Requirement 1:
According to the Maddie Bauer profile, which high school did Bauer attend, and in what city?
Requirement 2:
In the Maddie Bauer profile, rewrite the part starting with "- Place of birth: Newport" and going on through "Reign FC / 6 / (0)", changing "Slammers FC" to "Strikers FC".

** Selected text follows **

Personal information
- Full name: Madeline Ann Bauer
- Date of birth: March 20, 1995 (age 31)
- Place of birth: Newport Beach, California
- Height: 5 ft 8 in (1.73 m)
- Position: Defender

Youth career
- Slammers FC

College career
- Years: Team / Apps / (Gls)
- 2013–2016: Stanford Cardinal / 88 / (1)

Senior career*
- Years: Team / Apps / (Gls)
- 2017–2018: Seattle Reign FC / 6 / (0)
- 2018: Djurgården / 10 / (0)
- 2019: Fleury 91 / 7 / (0)

International career
- 2012: United States U-17
- 2014: United States U-20
- 2016–2018: United States U-23

= Maddie Bauer =

American soccer player (born 1995)

Madeline Ann Bauer (born March 20, 1995) is an American soccer defender. She previously played for Fleury 91 in the Division 1 Féminine, Seattle Reign FC in the National Women's Soccer League (NWSL), and played collegiately for the Stanford Cardinal from 2012 to 2016. Bauer has represented the United States on the under-17, under-20 and under-23 national teams.

==Early life and education==
Raised in Newport Beach, California, a suburb of Los Angeles, Bauer attended Mater Dei High School in the nearby city of Santa Ana. She played club soccer for Slammers FC and in 2012 led the team to be ranked as the top club in the Elite Clubs National League (ECNL). Bauer was twice named NSCAA Youth All-American and was nominated for the California Gatorade Girls Soccer Player of the Year award.

** End of Selected text **
** Data provided follows **

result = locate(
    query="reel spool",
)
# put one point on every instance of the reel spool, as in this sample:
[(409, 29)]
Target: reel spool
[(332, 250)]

** End of Data provided **

Your response 1:
Mater Dei High School in Santa Ana

Your response 2:
- Place of birth: Newport Beach, California
- Height: 5 ft 8 in (1.73 m)
- Position: Defender

Youth career
- Strikers FC

College career
- Years: Team / Apps / (Gls)
- 2013–2016: Stanford Cardinal / 88 / (1)

Senior career*
- Years: Team / Apps / (Gls)
- 2017–2018: Seattle Reign FC / 6 / (0)